Challenge =>
Copy everything in the entries below, word for word, from the line containing "the white daisy-like" down to the very end of the entries, including that first line.

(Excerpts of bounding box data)
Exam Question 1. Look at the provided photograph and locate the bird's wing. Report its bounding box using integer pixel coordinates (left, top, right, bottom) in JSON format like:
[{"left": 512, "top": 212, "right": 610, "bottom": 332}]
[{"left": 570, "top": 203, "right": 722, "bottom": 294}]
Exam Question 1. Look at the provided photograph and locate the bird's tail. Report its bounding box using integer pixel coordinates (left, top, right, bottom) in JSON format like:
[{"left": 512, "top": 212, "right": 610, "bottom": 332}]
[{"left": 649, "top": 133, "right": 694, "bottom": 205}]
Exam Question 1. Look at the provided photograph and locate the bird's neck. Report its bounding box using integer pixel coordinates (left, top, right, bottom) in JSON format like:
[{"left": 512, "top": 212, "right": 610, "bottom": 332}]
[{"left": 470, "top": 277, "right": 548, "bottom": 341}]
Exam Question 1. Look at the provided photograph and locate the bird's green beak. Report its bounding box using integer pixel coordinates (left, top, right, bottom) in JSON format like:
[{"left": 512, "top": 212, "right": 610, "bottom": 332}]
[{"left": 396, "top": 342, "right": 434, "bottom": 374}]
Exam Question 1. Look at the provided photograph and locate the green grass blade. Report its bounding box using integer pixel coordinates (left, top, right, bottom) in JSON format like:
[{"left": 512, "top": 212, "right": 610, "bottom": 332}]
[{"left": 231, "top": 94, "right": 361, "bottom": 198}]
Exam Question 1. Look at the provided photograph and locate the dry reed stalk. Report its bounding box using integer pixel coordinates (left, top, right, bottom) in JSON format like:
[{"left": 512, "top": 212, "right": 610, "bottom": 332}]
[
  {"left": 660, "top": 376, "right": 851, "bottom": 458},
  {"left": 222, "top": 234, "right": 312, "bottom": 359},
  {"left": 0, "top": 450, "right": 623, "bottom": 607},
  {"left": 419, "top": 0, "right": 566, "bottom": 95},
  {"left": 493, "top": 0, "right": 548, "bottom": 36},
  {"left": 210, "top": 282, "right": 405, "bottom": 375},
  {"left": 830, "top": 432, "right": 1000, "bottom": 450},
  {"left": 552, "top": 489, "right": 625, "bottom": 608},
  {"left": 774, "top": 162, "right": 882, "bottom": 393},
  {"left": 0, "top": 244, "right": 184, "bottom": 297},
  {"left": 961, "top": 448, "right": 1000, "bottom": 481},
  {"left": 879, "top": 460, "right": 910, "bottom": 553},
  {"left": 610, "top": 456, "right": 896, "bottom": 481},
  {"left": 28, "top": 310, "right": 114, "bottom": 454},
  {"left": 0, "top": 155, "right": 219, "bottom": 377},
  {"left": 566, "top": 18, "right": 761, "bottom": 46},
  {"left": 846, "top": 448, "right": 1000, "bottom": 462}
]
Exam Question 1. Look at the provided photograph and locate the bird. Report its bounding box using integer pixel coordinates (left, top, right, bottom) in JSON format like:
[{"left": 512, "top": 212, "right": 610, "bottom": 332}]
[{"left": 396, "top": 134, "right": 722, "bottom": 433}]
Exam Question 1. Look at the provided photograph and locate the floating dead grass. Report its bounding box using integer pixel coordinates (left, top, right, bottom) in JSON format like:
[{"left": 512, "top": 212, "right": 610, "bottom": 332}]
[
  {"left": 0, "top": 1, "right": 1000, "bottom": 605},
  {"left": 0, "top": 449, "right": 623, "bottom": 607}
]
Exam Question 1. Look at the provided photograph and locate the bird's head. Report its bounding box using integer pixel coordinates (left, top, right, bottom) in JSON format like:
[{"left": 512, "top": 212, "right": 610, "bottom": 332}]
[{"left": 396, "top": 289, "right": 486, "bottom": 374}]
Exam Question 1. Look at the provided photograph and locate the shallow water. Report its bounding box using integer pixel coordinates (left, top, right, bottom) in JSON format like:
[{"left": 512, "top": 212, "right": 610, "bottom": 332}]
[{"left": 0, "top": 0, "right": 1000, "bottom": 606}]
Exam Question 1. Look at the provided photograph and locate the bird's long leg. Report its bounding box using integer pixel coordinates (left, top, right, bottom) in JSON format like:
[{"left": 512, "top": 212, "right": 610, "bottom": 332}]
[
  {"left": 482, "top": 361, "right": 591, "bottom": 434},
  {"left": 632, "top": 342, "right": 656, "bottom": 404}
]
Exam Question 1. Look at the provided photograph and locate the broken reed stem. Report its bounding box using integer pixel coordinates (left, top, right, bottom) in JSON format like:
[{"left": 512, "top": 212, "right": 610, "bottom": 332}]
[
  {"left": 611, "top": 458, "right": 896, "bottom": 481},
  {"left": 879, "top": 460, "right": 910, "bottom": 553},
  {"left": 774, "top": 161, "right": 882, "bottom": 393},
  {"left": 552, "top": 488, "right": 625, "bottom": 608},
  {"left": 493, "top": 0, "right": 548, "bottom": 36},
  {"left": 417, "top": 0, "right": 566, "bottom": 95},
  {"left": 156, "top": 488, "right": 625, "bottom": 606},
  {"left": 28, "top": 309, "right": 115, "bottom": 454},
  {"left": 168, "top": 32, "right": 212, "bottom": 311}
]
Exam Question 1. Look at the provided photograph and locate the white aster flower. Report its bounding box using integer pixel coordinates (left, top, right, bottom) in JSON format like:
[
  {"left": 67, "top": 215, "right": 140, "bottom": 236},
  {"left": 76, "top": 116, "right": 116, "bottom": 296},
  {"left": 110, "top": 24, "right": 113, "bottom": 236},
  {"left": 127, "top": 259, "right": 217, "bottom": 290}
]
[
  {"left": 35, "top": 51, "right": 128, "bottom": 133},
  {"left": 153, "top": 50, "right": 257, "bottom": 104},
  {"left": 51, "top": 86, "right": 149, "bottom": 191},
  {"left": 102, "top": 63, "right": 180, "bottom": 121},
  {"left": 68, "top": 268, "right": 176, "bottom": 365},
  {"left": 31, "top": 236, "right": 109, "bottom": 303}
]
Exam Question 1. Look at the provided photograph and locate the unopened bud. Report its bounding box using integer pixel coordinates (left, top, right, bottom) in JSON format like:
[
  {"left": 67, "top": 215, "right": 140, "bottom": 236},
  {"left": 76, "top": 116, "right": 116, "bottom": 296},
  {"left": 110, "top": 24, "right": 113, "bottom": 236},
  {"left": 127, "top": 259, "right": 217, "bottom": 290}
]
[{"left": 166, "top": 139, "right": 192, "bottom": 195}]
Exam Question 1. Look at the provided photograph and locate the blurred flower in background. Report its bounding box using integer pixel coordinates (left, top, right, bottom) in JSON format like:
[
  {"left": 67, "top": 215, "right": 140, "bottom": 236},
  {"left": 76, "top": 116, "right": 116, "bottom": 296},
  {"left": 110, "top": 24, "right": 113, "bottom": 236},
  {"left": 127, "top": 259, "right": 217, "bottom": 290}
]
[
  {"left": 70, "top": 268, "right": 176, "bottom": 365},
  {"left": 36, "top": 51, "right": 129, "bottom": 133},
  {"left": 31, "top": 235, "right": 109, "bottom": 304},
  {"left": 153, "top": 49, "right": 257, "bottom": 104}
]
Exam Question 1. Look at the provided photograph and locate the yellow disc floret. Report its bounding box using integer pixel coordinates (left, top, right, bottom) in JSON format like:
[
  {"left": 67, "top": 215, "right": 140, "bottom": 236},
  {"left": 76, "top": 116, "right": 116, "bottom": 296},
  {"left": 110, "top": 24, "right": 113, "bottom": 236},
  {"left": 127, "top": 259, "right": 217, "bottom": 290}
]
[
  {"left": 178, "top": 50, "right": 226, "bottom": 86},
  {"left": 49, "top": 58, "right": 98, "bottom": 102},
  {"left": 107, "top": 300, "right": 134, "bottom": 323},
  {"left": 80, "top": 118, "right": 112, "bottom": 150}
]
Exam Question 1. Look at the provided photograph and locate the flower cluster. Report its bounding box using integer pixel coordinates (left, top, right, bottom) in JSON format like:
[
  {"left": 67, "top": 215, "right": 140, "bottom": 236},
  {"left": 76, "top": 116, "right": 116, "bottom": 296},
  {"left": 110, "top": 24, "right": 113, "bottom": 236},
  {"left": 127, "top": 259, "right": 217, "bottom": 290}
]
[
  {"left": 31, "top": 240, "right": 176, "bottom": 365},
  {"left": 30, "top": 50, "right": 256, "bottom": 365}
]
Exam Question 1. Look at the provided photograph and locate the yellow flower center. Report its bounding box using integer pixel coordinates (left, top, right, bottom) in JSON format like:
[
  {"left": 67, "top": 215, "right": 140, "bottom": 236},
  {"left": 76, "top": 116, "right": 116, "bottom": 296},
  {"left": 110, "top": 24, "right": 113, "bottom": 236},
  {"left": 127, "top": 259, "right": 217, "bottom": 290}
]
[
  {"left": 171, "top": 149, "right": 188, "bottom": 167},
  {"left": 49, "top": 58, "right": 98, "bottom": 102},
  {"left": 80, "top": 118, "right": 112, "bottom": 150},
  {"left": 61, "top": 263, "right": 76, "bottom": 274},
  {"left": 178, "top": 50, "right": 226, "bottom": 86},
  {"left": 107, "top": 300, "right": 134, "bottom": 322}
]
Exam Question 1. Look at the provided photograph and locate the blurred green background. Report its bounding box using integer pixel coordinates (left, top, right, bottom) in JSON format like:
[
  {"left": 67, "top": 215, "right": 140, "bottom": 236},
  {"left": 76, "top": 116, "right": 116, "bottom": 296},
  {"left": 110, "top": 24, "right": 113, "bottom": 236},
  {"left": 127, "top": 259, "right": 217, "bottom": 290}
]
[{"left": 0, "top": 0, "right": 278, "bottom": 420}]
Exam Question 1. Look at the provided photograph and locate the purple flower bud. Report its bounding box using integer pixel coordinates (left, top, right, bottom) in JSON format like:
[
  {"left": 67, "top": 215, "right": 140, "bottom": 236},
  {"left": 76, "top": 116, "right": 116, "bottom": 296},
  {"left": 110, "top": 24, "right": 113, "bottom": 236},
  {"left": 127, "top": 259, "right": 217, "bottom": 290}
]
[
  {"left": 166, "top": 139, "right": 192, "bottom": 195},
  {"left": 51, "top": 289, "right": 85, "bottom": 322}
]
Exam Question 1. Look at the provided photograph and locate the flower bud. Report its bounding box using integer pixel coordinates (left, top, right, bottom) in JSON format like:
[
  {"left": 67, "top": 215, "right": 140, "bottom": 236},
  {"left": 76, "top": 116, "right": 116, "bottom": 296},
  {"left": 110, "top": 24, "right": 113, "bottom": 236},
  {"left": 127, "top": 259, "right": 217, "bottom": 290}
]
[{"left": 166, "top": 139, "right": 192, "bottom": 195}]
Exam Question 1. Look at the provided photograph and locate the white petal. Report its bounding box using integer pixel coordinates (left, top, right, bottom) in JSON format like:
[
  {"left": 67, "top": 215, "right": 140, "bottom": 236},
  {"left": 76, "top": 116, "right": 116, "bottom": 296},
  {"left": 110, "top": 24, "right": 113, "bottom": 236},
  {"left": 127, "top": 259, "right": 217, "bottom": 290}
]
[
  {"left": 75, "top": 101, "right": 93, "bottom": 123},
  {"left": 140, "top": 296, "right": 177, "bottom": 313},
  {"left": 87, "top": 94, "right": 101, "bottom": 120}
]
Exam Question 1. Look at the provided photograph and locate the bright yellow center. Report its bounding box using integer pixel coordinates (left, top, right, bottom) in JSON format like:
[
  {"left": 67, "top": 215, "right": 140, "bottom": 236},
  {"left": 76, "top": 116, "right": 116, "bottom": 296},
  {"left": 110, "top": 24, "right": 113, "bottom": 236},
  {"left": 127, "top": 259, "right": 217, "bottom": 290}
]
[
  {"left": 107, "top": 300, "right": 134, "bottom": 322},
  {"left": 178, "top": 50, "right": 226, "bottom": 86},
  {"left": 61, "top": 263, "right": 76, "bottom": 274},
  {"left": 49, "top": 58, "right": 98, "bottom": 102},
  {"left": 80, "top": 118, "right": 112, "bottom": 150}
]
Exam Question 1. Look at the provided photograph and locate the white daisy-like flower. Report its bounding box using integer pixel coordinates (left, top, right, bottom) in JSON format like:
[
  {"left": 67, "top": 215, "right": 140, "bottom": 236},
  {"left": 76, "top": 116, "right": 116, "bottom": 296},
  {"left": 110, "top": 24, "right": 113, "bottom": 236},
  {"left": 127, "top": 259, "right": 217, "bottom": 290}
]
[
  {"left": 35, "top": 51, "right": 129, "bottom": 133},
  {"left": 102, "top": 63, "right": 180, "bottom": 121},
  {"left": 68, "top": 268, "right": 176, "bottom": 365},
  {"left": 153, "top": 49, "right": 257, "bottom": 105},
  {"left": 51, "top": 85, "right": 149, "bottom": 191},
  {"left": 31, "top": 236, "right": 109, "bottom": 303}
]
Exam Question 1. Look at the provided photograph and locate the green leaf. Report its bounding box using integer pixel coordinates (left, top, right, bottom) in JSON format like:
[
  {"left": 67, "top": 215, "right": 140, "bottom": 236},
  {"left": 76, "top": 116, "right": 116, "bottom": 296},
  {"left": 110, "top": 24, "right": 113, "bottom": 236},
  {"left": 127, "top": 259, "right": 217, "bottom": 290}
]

Correct response =>
Exam Question 1. Look at the provided photograph and locate the white daisy-like flower. Report its bounding box using integer pixel coordinates (left, top, right, bottom) in JSON format like:
[
  {"left": 67, "top": 215, "right": 140, "bottom": 236},
  {"left": 76, "top": 116, "right": 116, "bottom": 296},
  {"left": 110, "top": 24, "right": 113, "bottom": 236},
  {"left": 127, "top": 259, "right": 217, "bottom": 290}
]
[
  {"left": 35, "top": 51, "right": 129, "bottom": 133},
  {"left": 102, "top": 63, "right": 180, "bottom": 121},
  {"left": 68, "top": 268, "right": 176, "bottom": 365},
  {"left": 153, "top": 49, "right": 257, "bottom": 105},
  {"left": 51, "top": 85, "right": 149, "bottom": 191},
  {"left": 31, "top": 236, "right": 109, "bottom": 303}
]
Exam Question 1. Look at the provided photograph and locate the green leaf. Report its bounding box using integer pixel coordinates (left, top, right, bottom) in JSON format like:
[
  {"left": 67, "top": 215, "right": 140, "bottom": 236},
  {"left": 76, "top": 116, "right": 116, "bottom": 296},
  {"left": 110, "top": 24, "right": 113, "bottom": 236},
  {"left": 127, "top": 259, "right": 217, "bottom": 290}
]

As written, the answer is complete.